▶ Passage:
※
Mercer’s Musings #4: Factors to Consider in Valuing Partial Ownership Interests

My current series of blog posts is titled “Mercer’s Musings.”  In the first three “musings,” I addressed USPAP and the Internal Revenue Service and concluded that the answer to the question of whether to comply with USPAP is “Why not?”  And the answer holds regardless of any certifications appraisers might hold.

The second and third musings address the issue of marketability discounts and conclude that it is not possible to comply with any valuation standards, whether USPAP or not, using only averages of restricted stock studies as a basis for “guessing” marketability discounts.  The third musing illustrates the depth of analysis necessary to reasonably address the complexities and nuances in valuing illiquid minority interests of private companies.  The first three musings are linked here for ease of reference.

This fourth musing examines the guidance found in “Procedural Guideline -2 (PG – 2) Valuation of Partial Ownership Interests” in the ASA Business Valuation Standards.  Procedural Guidelines (PG) are designed to provide more detailed guidance for consideration by business appraisers than found in the base standards themselves.  Procedural Guidelines are not binding, but they are instructive of the degree of analysis that might be considered.

PG – 2 Valuation of Partial Ownership Interests

Mercer’s Musings #4 will now address a portion of PG-2: Valuation of Partial Ownership Interests.  The first section of PG-2 is its “Preamble,” which provides an overview of the intent of the guideline.  The second section is called “General Principles,” where readers find a discussion of the concept of partial ownership interests, the wide range of possibilities that are raised when such interests, and guidance regarding the differences between valuing businesses versus interests in them.

This post addresses the lengthy third section of PG-2, which is called “Factors to consider.”  The hypothetical valuation presented in Mercer’s Musings #2 and “solved” in Mercer’s Musings #3 considered a significant number of factors in developing marketability discounts for two dissimilar, 10% interests in two identical companies.  We now turn to PG-2 to provide an outline of the wide range of considerations that should be in appraisers’ minds with they begin to value partial ownership interests.

We begin with a quote from the beginning of Section III.  My comments are provided in red.

III. Factors to consider

A number of factors may be appropriate to consider in valuing partial ownership interests. The
following list is not intended to be all-inclusive. Items on the list may or may not be applicable in
specific valuation situations.

A. The purpose and definition of the valuation engagement in accordance with BVS–I General
Requirements for Developing a Business Valuation, including the applicable standard (type) and
premise of value.
※
▶ Set exercise: Please reproduce the post above on valuing partial ownership interests word for word, starting at "My current series" and running up to and including "appraisers might hold.".

▶ Source material:
※
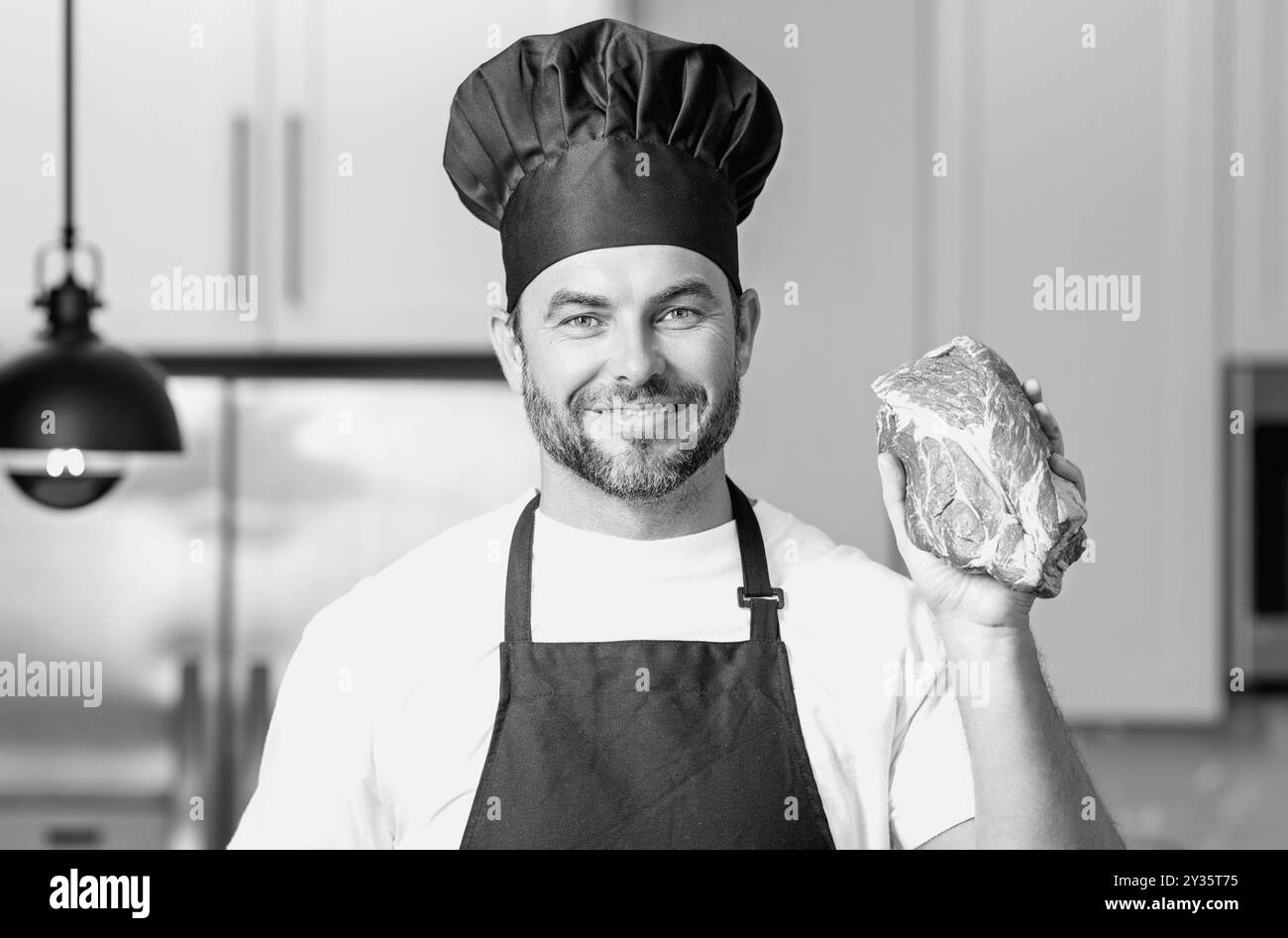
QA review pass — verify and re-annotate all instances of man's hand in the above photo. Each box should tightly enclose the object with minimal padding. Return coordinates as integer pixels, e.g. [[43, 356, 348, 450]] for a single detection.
[[877, 377, 1087, 626]]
※
▶ Output below:
My current series of blog posts is titled “Mercer’s Musings.”  In the first three “musings,” I addressed USPAP and the Internal Revenue Service and concluded that the answer to the question of whether to comply with USPAP is “Why not?”  And the answer holds regardless of any certifications appraisers might hold.